** 本文抜粋 **
当時、私は自分で髪を切っていた。セルフカットなどというかっこいい呼び名はなかったように思う。
理由は特にないのだが、強いて上げれば「美容室に行くのが面倒だったから」だろうか。
※当時は22、23歳ぐらいで月収が手取り35~40万、家賃・食費・光熱費がすべて無料という好条件の職場だったため、美容室代がなかったわけではない。
セルフカットのやり方
セルフカットというと難しいんじゃないか?と思われるかもしれない。
私のやり方は簡単だ。100均で買った櫛みたいなカミソリでザックザクすいていく。ただそれだけ。
後ろは少しコツがいるが、これも慣れてしまえば何とかなる。それに後ろは自分では見えないから気にならない。大した問題ではない。
ヘアカッターでのセルフカットに慣れてくると、ハサミを使った本格的なカットを試したくなる。100均ですきばさみを買ってきた。
※今はセルフカットセットなんてものが売られているようだ。10年前に比べたらセルフカットをする人も増えてきたということだろうか。
「セルフカット やり方」でググれば簡単な手順がいくらでも見つかった。私はすきばさみを縦にサクサク入れていくやり方が気に入った。
そうして2年以上、髪は自分で切り続けた。何も問題はない。そう思っていた。
仕事を辞めた時、気持ちを切り替えるために髪を切った
条件のいい仕事だったが、退職せざるを得ない事件が起きてしまった。すべて自分の撒いた種だし、このタイミングで辞めなくともいつか辞めていたと思う。
この時、私は完全に人間不信に陥っていた。

** 課題のねらい **
セルフカットの文章の「理由は特にないのだが、強いて上げれば「美容室に行くのが面倒だったから」だろうか。」から「クすいていく。ただそれだけ。」までを、「美容室」を「床屋」に置き換えて書き直してください。

** 抽出資料 **
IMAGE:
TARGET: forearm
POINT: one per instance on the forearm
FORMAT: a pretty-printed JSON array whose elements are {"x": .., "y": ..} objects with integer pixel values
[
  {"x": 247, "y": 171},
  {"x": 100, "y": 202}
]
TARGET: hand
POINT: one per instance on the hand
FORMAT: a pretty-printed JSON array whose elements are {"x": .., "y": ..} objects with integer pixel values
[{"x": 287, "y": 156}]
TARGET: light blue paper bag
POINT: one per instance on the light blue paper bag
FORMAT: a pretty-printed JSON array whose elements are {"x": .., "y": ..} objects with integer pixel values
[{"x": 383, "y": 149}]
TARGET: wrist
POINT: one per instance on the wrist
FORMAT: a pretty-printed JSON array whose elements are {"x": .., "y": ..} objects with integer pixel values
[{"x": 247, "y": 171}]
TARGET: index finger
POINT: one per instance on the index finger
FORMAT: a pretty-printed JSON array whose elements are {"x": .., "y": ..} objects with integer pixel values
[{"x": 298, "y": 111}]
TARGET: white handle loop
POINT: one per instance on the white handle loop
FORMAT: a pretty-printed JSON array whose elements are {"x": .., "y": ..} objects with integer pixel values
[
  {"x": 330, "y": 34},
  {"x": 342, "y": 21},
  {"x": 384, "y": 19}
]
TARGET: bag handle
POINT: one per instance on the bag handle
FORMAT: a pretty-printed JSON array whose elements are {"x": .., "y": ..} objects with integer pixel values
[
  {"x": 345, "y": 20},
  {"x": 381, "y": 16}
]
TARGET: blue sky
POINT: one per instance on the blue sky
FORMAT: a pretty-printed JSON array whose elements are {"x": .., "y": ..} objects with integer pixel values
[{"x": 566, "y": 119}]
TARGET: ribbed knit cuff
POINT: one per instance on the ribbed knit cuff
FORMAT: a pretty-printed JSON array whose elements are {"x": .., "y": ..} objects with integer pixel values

** 解答例 **
理由は特にないのだが、強いて上げれば「床屋に行くのが面倒だったから」だろうか。
※当時は22、23歳ぐらいで月収が手取り35~40万、家賃・食費・光熱費がすべて無料という好条件の職場だったため、床屋代がなかったわけではない。
セルフカットのやり方
セルフカットというと難しいんじゃないか?と思われるかもしれない。
私のやり方は簡単だ。100均で買った櫛みたいなカミソリでザックザクすいていく。ただそれだけ。